Written instruction: Below are some entries; can you quote all of them exactly?

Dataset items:
※

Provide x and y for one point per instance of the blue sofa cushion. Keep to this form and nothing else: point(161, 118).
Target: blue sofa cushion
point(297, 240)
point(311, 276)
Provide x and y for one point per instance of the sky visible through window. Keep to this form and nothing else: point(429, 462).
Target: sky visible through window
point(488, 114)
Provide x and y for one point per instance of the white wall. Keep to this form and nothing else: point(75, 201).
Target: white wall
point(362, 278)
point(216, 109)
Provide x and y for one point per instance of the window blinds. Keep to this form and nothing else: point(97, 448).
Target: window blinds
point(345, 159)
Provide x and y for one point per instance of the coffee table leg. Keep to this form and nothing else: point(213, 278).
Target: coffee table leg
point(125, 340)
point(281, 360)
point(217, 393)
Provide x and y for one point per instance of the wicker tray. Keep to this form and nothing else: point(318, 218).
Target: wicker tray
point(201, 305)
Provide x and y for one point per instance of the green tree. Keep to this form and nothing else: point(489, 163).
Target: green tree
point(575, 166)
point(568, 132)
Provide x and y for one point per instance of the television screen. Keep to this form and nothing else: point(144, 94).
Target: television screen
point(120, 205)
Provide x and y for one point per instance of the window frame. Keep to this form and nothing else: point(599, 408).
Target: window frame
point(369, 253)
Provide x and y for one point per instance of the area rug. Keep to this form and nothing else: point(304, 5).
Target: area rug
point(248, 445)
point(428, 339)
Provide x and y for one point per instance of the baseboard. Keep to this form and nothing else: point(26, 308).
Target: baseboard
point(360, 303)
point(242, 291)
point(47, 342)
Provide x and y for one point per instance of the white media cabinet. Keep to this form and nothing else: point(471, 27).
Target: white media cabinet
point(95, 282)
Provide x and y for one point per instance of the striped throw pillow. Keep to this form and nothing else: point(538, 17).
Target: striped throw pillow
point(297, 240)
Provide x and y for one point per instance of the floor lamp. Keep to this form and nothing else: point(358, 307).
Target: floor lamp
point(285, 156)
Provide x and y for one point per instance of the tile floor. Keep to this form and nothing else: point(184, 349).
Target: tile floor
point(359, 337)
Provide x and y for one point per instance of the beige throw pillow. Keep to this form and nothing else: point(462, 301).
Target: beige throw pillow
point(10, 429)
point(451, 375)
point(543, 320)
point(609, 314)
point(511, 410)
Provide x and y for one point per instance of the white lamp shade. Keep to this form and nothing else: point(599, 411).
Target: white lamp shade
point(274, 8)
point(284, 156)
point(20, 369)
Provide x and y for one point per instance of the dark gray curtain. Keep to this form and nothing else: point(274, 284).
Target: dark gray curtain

※

Finished task:
Provide x and y for one point per instance of the blue sofa cushion. Keep to this form and nothing else: point(161, 118).
Target: blue sofa cushion
point(297, 240)
point(311, 276)
Provide x and y for one point per instance of the sky visible through window. Keep to this form and nothing else: point(429, 462).
Target: sky visible through window
point(488, 114)
Provide x and y for one point per instance of the white wall. Keep to this form and nothing else: point(75, 201).
Target: white wall
point(362, 278)
point(216, 109)
Provide x and y for one point per instance of the window blinds. Keep to this form and nothing else: point(97, 448).
Target: window blinds
point(345, 159)
Provide x and y for one point per instance of the coffee table leg. Keep to this form and nothing else: point(213, 278).
Target: coffee table leg
point(125, 340)
point(281, 360)
point(217, 393)
Provide x and y for one point per instance of the wicker tray. Keep to this form and nothing else: point(318, 218).
Target: wicker tray
point(201, 305)
Provide x and y for one point per instance of the green tree. Keep to this form and nothing else: point(489, 163).
Target: green tree
point(575, 166)
point(568, 132)
Provide x and y for one point per instance of the television screen. Keep to this form and nothing else: point(144, 94).
Target: television screen
point(120, 205)
Provide x and y for one point per instance of the window frame. Keep to this form and nothing else: point(599, 408).
Target: window frame
point(369, 253)
Provide x and y for one point per instance of the area rug. Keep to this form and nothing else: point(304, 5).
Target: area rug
point(248, 445)
point(428, 339)
Provide x and y for one point per instance of the baseboard. Keep to this form and nothing else: point(26, 308).
Target: baseboard
point(360, 303)
point(242, 291)
point(47, 342)
Provide x and y for one point per instance of the white media cabinet. Keep to this form and nothing else: point(471, 27).
Target: white media cabinet
point(95, 282)
Provide x and y for one point per instance of the striped throw pillow. Keep to this form and nothing else: point(538, 17).
Target: striped throw pillow
point(297, 240)
Provide x and y for one point per instance of the floor lamp. Keep to this form and nothing else: point(358, 307).
Target: floor lamp
point(285, 156)
Provide x and y for one point per instance of the tile floor. Keep to this form and nothing else: point(184, 349).
Target: tile floor
point(359, 337)
Provide x and y for one point per instance of the beige throw pillow. Keep to this form and nothing else: point(462, 301).
Target: beige throw pillow
point(10, 429)
point(451, 375)
point(543, 320)
point(609, 314)
point(511, 410)
Provide x and y for one point per instance of the white lamp shade. Keep to this form and nothing else: point(599, 411).
Target: white lamp shade
point(274, 8)
point(284, 156)
point(20, 369)
Provide x and y for one point per instance of the dark gray curtain. Keep to this form and nothing else: point(274, 284).
Target: dark gray curtain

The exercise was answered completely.